═══ Entries shown

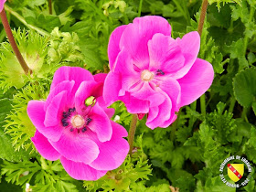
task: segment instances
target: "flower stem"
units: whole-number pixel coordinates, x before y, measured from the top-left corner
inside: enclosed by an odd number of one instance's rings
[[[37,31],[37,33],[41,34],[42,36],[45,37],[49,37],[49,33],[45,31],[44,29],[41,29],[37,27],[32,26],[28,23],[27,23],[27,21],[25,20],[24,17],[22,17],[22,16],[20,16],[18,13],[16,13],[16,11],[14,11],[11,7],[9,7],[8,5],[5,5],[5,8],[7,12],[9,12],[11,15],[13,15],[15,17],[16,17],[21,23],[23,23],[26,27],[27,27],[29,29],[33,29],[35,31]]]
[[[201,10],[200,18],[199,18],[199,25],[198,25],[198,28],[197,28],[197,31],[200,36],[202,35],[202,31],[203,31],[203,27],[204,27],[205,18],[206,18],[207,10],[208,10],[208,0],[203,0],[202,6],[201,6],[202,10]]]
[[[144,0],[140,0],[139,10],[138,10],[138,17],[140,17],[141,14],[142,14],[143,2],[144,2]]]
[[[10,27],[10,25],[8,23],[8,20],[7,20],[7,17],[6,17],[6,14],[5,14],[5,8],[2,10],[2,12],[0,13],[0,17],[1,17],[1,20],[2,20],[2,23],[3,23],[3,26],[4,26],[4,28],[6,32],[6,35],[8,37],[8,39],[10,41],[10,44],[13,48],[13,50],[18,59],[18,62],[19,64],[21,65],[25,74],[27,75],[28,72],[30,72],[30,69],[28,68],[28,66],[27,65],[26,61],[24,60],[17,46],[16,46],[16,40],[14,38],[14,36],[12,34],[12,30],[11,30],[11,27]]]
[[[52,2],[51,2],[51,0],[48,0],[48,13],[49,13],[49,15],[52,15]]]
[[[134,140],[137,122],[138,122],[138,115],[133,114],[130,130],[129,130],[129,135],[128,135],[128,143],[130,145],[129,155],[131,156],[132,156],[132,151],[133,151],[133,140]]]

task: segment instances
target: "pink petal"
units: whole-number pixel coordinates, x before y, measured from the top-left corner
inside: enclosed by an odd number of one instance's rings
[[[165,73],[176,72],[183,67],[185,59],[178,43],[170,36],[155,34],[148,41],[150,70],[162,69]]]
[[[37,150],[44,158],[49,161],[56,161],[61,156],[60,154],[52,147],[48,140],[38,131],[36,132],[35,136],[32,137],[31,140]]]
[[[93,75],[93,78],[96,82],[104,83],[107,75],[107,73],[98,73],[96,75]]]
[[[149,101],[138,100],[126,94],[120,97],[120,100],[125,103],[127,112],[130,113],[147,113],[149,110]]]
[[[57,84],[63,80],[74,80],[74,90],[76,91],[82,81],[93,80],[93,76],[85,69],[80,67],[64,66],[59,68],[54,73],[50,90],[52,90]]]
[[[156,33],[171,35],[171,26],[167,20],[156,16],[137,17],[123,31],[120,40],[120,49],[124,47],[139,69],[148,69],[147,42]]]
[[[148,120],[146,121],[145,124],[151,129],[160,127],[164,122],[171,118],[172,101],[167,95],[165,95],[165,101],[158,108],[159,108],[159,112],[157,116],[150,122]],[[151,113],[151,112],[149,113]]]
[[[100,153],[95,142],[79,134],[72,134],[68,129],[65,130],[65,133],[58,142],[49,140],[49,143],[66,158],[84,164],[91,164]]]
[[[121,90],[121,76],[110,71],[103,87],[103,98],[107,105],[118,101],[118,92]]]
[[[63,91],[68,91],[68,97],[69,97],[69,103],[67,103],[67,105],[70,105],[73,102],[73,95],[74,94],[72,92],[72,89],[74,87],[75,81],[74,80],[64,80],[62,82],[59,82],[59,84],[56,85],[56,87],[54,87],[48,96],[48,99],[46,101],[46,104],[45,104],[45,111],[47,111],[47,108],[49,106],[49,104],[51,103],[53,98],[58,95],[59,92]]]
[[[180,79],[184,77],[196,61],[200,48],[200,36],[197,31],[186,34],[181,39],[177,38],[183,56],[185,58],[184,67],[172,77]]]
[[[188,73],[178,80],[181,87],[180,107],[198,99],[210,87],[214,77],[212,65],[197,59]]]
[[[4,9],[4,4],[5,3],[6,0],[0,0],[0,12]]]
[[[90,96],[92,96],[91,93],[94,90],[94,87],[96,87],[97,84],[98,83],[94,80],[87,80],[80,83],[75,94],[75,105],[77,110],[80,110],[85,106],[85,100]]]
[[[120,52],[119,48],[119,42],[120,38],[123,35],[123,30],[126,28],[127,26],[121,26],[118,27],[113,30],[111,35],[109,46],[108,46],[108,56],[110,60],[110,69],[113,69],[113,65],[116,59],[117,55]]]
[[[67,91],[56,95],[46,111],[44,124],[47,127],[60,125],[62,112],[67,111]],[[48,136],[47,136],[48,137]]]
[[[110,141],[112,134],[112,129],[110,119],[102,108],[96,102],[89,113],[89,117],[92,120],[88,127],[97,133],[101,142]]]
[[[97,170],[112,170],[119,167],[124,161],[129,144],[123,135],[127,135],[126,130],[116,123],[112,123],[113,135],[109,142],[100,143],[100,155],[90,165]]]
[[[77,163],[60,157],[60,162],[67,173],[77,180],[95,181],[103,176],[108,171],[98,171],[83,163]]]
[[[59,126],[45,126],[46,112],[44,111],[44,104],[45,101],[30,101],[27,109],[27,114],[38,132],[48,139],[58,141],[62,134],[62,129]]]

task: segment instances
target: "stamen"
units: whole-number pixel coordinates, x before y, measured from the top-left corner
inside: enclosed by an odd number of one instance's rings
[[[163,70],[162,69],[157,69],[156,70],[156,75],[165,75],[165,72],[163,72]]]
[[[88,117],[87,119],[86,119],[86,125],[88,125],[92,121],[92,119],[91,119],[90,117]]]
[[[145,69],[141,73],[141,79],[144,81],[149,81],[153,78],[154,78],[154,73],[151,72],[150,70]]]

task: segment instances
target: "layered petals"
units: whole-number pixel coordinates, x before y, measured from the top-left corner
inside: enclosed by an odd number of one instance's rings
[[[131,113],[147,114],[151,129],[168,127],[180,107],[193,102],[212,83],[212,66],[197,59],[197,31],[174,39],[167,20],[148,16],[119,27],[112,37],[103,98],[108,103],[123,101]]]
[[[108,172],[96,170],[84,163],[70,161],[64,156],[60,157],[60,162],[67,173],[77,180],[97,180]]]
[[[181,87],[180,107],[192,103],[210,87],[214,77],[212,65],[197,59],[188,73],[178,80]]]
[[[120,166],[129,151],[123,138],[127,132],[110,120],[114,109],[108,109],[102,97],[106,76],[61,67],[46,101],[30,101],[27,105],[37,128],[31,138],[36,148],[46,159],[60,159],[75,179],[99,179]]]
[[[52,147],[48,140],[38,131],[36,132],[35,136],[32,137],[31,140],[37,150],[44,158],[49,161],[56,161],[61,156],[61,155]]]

══════
═══ Entries shown

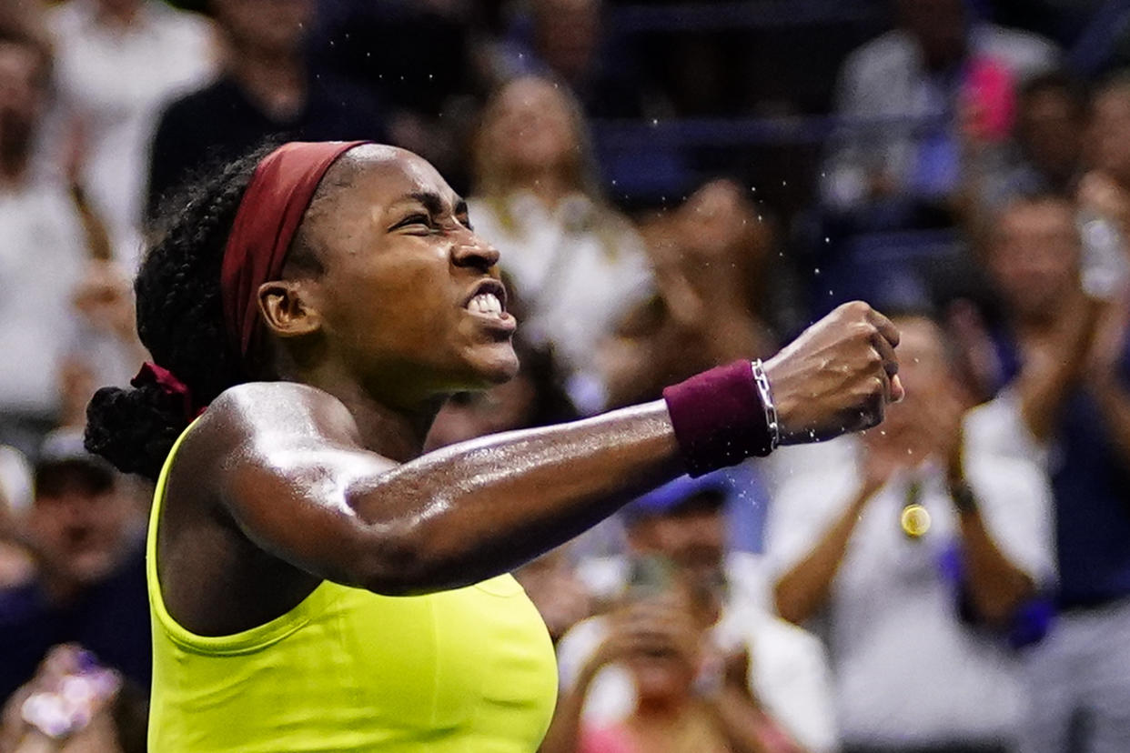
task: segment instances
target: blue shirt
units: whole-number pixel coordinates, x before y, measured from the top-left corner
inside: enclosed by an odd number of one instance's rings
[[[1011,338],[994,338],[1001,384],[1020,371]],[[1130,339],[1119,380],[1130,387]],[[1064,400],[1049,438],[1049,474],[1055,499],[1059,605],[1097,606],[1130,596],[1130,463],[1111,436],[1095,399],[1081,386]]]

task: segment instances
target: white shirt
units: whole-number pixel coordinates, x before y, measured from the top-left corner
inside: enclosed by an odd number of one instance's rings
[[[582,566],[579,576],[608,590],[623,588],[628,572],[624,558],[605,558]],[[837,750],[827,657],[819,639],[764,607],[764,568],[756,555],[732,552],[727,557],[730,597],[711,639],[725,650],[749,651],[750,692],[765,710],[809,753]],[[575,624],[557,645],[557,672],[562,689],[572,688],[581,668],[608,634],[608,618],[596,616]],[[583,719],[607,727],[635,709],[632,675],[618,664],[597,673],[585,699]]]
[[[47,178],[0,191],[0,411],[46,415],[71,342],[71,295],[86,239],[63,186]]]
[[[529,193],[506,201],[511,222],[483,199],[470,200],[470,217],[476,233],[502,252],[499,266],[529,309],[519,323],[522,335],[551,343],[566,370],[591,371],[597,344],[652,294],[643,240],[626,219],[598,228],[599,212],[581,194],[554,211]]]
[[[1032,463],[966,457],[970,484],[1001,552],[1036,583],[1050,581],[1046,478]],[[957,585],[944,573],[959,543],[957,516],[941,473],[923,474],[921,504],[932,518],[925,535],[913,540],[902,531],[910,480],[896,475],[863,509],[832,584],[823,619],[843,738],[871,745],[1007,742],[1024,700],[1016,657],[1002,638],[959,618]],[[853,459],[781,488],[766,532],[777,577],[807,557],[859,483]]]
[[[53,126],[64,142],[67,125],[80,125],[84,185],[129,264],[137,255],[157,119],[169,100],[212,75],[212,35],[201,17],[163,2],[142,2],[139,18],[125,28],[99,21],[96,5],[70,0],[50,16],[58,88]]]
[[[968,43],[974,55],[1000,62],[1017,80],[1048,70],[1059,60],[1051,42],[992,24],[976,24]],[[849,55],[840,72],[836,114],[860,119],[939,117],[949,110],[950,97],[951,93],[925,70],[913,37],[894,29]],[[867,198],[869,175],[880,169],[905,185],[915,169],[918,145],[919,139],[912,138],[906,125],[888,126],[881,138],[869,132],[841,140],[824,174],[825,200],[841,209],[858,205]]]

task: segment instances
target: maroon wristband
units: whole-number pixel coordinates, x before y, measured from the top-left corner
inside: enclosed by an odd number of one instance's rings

══════
═══ Entries shown

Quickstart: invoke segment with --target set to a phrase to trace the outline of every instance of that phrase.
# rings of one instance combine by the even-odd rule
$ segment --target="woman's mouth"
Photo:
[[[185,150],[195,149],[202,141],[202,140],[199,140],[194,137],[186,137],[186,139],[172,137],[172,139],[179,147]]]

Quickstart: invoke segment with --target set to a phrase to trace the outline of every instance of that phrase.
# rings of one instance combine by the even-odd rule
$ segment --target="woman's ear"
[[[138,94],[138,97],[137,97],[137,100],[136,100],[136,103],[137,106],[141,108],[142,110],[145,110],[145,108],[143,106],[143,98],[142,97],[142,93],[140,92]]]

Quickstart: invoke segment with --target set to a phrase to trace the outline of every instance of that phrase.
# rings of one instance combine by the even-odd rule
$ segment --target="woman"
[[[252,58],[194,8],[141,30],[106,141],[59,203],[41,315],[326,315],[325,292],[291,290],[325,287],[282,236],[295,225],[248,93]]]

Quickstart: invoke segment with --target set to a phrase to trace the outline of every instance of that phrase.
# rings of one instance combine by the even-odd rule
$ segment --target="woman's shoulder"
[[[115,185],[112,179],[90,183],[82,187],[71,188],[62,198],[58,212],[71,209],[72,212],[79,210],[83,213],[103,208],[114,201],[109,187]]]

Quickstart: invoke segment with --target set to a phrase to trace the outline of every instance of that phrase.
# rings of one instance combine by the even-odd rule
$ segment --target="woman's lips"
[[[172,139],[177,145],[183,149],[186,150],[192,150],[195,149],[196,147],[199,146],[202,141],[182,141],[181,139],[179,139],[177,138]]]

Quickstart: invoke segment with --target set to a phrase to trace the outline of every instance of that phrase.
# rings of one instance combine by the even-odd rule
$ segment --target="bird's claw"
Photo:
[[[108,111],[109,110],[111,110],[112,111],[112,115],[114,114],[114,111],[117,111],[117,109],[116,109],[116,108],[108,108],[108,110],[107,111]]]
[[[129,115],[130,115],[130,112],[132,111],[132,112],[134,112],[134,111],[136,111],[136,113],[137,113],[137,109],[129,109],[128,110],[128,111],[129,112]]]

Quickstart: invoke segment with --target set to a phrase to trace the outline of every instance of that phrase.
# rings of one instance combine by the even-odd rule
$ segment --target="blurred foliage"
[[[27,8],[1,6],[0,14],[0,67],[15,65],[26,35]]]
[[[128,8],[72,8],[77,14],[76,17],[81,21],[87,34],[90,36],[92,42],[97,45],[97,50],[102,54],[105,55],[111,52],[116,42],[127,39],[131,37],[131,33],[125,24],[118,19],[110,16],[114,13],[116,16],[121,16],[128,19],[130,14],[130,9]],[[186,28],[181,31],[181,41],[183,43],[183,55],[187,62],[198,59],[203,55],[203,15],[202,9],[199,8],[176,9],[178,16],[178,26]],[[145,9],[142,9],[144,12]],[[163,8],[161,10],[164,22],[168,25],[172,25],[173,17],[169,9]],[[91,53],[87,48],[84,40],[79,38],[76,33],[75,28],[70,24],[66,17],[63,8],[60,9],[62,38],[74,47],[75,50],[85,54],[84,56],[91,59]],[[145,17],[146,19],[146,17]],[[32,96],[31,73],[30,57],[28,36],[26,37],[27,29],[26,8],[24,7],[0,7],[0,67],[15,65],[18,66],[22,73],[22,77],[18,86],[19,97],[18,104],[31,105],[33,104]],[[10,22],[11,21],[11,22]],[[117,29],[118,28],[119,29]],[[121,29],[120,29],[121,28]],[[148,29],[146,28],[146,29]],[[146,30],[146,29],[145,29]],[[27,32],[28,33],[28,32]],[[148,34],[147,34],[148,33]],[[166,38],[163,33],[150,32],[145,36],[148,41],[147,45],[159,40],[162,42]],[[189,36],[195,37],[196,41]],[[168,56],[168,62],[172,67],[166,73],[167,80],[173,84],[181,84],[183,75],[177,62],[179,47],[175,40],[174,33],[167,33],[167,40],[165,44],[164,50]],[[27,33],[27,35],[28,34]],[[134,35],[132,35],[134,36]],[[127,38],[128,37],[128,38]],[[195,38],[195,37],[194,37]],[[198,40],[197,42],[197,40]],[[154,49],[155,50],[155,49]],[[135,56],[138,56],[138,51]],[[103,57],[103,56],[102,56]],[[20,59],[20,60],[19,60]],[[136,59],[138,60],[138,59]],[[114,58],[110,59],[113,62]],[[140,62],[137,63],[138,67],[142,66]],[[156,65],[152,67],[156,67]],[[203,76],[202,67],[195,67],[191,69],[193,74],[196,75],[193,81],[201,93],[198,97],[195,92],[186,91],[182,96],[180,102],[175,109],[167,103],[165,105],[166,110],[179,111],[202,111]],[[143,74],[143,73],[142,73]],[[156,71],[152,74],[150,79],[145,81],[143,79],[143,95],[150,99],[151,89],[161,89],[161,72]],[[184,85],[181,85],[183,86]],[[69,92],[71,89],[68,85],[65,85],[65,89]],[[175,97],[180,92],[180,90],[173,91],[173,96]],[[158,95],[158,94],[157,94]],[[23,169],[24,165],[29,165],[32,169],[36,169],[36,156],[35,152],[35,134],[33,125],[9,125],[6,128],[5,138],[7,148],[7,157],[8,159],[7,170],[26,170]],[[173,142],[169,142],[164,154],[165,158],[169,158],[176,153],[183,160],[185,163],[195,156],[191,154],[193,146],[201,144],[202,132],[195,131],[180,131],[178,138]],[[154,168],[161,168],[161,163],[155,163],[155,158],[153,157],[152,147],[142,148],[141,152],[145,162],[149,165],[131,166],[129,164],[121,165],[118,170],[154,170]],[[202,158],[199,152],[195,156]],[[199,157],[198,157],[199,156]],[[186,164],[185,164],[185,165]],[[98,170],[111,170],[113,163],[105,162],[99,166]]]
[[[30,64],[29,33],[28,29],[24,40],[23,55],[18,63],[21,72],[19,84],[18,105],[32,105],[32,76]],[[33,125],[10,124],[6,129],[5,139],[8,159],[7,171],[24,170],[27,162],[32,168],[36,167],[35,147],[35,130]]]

══════

Copy out, unchanged, each line of the records above that contains the word "shirt".

Solution:
target: blue shirt
target: white shirt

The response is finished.